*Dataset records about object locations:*

^^^^^^^^^^^^^^^^

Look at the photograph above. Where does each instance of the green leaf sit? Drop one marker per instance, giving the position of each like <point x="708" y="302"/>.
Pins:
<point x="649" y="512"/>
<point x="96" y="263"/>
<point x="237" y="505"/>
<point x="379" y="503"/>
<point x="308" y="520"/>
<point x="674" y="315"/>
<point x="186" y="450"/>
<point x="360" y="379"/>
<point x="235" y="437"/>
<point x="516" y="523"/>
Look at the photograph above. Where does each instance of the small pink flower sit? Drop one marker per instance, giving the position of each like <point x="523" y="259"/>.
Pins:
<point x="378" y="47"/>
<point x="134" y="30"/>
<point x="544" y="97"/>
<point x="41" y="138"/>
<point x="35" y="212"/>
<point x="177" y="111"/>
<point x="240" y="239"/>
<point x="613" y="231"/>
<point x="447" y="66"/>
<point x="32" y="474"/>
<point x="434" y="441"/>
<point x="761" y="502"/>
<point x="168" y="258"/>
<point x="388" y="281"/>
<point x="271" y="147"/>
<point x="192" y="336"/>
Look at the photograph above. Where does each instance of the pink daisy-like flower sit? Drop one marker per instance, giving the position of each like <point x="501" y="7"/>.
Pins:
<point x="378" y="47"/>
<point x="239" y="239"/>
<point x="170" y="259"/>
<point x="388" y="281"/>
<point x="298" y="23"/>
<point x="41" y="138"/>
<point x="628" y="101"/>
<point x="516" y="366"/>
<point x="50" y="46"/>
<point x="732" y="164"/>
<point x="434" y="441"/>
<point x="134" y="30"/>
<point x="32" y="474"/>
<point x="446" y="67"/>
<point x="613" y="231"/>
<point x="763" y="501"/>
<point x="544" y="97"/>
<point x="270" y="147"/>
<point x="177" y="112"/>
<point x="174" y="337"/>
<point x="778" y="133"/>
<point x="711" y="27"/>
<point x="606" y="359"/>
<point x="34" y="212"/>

^^^^^^^^^^^^^^^^

Rewrite every line of the listing from the line containing "of the small" through the end of the listing. Multiply each x and y coordinate in the answer points under each "Pins:" line by 2.4 and round to whole numbers with halves rounded up, leaving every other line, including its sample point, unchanged.

Look at the photograph above. Where does each instance of the small pink flower sit? Drop one marker per instance, giving the position of each like <point x="523" y="259"/>.
Pins:
<point x="907" y="113"/>
<point x="322" y="72"/>
<point x="1306" y="233"/>
<point x="98" y="331"/>
<point x="84" y="509"/>
<point x="425" y="266"/>
<point x="576" y="574"/>
<point x="1471" y="554"/>
<point x="1073" y="158"/>
<point x="77" y="1138"/>
<point x="1042" y="1058"/>
<point x="1826" y="1205"/>
<point x="403" y="619"/>
<point x="931" y="674"/>
<point x="650" y="353"/>
<point x="461" y="806"/>
Look at the photograph above. Where does each instance of the pink daisy-like flower sit? Drop one marker per instance, giving the position of each like <point x="501" y="7"/>.
Pins:
<point x="907" y="113"/>
<point x="574" y="574"/>
<point x="408" y="622"/>
<point x="931" y="674"/>
<point x="715" y="55"/>
<point x="98" y="331"/>
<point x="1507" y="242"/>
<point x="1238" y="878"/>
<point x="120" y="110"/>
<point x="1757" y="394"/>
<point x="1042" y="1058"/>
<point x="322" y="72"/>
<point x="77" y="1138"/>
<point x="1070" y="161"/>
<point x="1471" y="554"/>
<point x="1831" y="1202"/>
<point x="1306" y="233"/>
<point x="648" y="353"/>
<point x="425" y="269"/>
<point x="418" y="809"/>
<point x="1867" y="319"/>
<point x="1706" y="65"/>
<point x="1454" y="862"/>
<point x="82" y="509"/>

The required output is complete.